STATED PROBLEM: Using the text on Oscar bait, explain why Widows should have been in a favorable position for the awards race.

Debating the term in 2012 – albeit from a different angle – on Slate, S. T. Vanairsdale said: “the filmmakers and studios who mistake Oscar recognition for some sort of creative validation have it all wrong: a truly great film validates the Oscars, not the other way round”. This aligns with the ineffective qualification of Oscar bait as a term that gives a film its only characteristic and obscures the rest. A peculiar case of Oscar bait can be seen with Steve McQueen’s Widows, another TIFF premiere that felt urgent and exciting at the time, but then suffered a hot and fast hype run before running out of steam and being, so far, completely forgotten this awards season.
Since his Best Picture win for 12 Years A Slave in 2014, director Steve McQueen has been one to watch, which should have put his new film in a favourable position for the awards race. After its world premiere in Toronto, we were quick to announce Widows as a definite awards contender – but based on what? Past McQueen’s previous win, the film’s strengths lie in just how subversive it is. Coming out in the same year as the gender-flipped Ocean’s 8, Widows reclaims the heist tropes and lets women give it their own meaning after four criminal husbands die on the job and their wives have to clean up the mess. It’s something that felt special to discover, and then upsetting to be subdued because of, what, just how good it really was?

INFORMATION SUPPLIED:
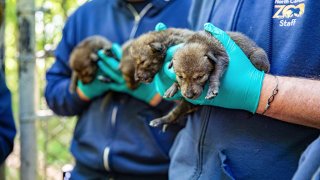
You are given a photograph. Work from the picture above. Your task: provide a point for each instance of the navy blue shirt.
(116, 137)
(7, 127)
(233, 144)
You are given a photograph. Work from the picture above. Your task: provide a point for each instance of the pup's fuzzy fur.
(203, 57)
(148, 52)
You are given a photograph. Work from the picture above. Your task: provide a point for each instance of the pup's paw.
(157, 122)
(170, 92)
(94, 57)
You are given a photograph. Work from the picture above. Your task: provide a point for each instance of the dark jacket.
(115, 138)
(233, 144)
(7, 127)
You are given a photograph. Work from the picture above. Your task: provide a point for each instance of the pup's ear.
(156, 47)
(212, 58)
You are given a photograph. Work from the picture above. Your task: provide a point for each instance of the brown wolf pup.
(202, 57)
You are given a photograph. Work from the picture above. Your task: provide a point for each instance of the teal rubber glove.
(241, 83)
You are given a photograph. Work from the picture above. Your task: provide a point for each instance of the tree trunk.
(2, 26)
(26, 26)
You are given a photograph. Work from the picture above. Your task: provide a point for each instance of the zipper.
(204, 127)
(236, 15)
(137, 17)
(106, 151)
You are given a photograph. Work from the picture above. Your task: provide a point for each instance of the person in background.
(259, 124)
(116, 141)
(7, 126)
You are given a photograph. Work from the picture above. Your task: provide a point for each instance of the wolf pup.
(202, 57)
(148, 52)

---

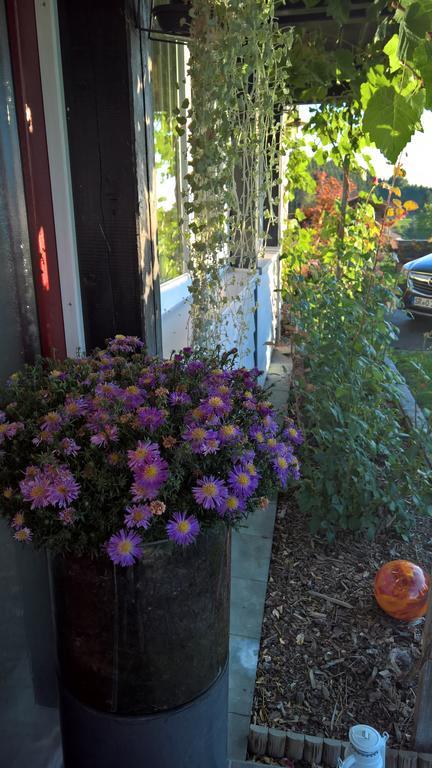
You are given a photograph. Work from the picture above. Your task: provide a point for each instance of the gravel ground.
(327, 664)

WRITTEN RESPONSE: Director Steve McQueen had been one to watch since his Best Picture win for 12 Years A Slave in 2014. That standing should have put his new film, Widows, in a favorable position for the awards race.